→ **Document extract**
|---|

The second project took a different approach, focusing on sequential prompt chaining.
Project 2: Retirement Savings Calculator using Prompt Chaining
The second project they made helps individual users plan for retirement in Singapore.
Technology Stack:
- GPT-4o-mini as the base LLM
Workflow Overview: The App asks the user:
- takes in personal inputs from users like current age
- takes in retirement details like retirement age
Then, it does some calculations to find
- total projected retirement savings
- total projected CPF savings
Then it does prompt chaining to provide a brief suggestion on whether the user has enough savings for retirement.
It then also advises which type of CPF Life Plan is suitable.
Here, the workflow relies on LLMS and memory and on basic calculators coded into the App to determine what the math looks like.
In this second instance, the LLM calls are structured to run one after another.
Learnings from Implementation
After reviewing these projects and their write-up, several key insights emerge about building AI agent applications:
An interesting finding they made is that they could have done some pre-calculations for what information could be retrieved from the webpage, so you didn’t actually need to use the ScrapeWebsiteTool to scrape the policy page each time.
This makes sense and is worth considering in terms of the data you are aggregating and how frequently the data changes.
While it can make sense to hit an LLM each time or use an RAG application, oftentimes, the data changes so infrequently that you can precompute, prescribe, and precalculate the information so that you can do a lookup rather than doing an LLM call.
In some applications, this is worth considering because combining AI Agents with Prompt Chaining allows you to short-cut or skip certain calls, making your App easier to test and faster to implement.
Key Takeaways for AI Agent Development
Agent Collaboration vs Prompt Chains
In their first project, the first agent worked while the second agent was dormant. When the first agent finished, the second agent started up and ran their workflow.
I think they could have simplified it to a single prompt chain.
On the other hand, if they were set on using multiple AI Agents, then an improvement would have to be added to another agent.
We saw that the second agent did two jobs:
- Checked what they thought of the first agent’s work
- Decide what information to show the user based on their own research
They could break up this workflow into two agents:
- one to check the second agent’s work
- one to decide what to show the user
This makes it easier to test agents under the theory that an agent should do one thing well.
Performance Optimizations
After finishing the project, the person realized they could have done some work ahead of time to optimize the performance.
Figuring out that you could have precomputed some of the answers ahead of time happens often.
This is often codified in the aphorism:
- Make it work
- Make it right
- Make it fast
When working with AI Agents, doing the work ahead of time as a human before launching will frequently show you where you don’t need an agent or need to chain multiple LLM calls.
What happens next
For commercial applications, success depends on fully solving user problems, not just providing partial solutions.
This usually means adding workflow steps or integrating with other services to create a complete solution path - ensuring users don’t need to seek out additional apps to achieve their goals.
These additional workflow steps and service integrations will typically involve either LLM Prompt Chaining or AI Agents, building upon the core application’s capabilities.

|---|

→ **Required work**
**A.** In the project write-up, which model served as the base LLM for the retirement savings calculator?
**B.** Translate this sentence from the project write-up into Spanish: "In this second instance, the LLM calls are structured to run one after another."
**C.** Print the section of the project write-up between "The second project took" and "savings for retirement.", inclusive.

Excerpts from a dataset:

|---|

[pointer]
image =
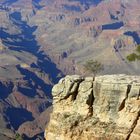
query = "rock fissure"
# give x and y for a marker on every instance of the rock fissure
(122, 105)
(133, 125)
(92, 107)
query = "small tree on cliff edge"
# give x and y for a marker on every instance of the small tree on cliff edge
(93, 66)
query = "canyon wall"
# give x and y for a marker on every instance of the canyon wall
(102, 108)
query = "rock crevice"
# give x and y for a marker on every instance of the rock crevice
(107, 107)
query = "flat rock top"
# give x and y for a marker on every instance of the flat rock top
(119, 78)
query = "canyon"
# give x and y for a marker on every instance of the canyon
(101, 108)
(41, 41)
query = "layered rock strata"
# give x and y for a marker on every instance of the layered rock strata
(102, 108)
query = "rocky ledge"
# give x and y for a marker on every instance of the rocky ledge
(104, 108)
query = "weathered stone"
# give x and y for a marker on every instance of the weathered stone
(105, 108)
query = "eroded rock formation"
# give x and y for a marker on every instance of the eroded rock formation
(105, 108)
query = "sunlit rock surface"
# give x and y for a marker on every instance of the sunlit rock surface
(105, 108)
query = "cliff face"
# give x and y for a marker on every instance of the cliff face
(105, 108)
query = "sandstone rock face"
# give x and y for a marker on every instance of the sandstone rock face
(104, 108)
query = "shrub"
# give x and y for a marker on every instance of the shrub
(131, 57)
(138, 49)
(93, 66)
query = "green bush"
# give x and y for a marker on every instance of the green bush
(18, 137)
(138, 49)
(131, 57)
(93, 66)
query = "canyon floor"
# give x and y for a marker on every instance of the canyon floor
(43, 40)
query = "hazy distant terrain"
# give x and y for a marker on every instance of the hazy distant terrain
(42, 40)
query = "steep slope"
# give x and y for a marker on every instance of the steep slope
(104, 108)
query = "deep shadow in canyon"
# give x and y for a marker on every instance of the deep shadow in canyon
(25, 41)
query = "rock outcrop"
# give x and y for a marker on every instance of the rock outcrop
(104, 108)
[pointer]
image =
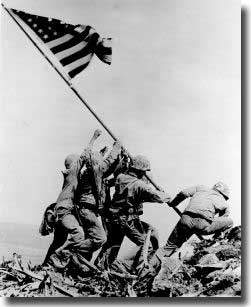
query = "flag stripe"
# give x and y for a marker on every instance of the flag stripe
(72, 45)
(77, 70)
(79, 62)
(71, 50)
(77, 55)
(59, 40)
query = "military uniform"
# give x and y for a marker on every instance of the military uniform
(66, 222)
(206, 213)
(126, 208)
(90, 198)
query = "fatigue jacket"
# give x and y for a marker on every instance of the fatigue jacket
(204, 202)
(66, 196)
(91, 189)
(132, 192)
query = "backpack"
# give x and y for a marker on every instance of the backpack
(49, 220)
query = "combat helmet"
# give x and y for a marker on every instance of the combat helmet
(70, 159)
(222, 188)
(141, 163)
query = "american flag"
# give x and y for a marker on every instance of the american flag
(73, 45)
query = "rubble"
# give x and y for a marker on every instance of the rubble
(211, 267)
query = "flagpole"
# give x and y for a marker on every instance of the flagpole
(76, 92)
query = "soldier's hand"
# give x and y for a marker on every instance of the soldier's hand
(117, 145)
(97, 133)
(166, 198)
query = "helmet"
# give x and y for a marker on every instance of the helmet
(140, 162)
(70, 159)
(222, 188)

|---|

→ **Exercise answers**
**A.** GPT-4o-mini

**B.** En este segundo caso, las llamadas al LLM están estructuradas para ejecutarse una tras otra.

**C.**
The second project took a different approach, focusing on sequential prompt chaining.
Project 2: Retirement Savings Calculator using Prompt Chaining
The second project they made helps individual users plan for retirement in Singapore.
Technology Stack:
- GPT-4o-mini as the base LLM
Workflow Overview: The App asks the user:
- takes in personal inputs from users like current age
- takes in retirement details like retirement age
Then, it does some calculations to find
- total projected retirement savings
- total projected CPF savings
Then it does prompt chaining to provide a brief suggestion on whether the user has enough savings for retirement.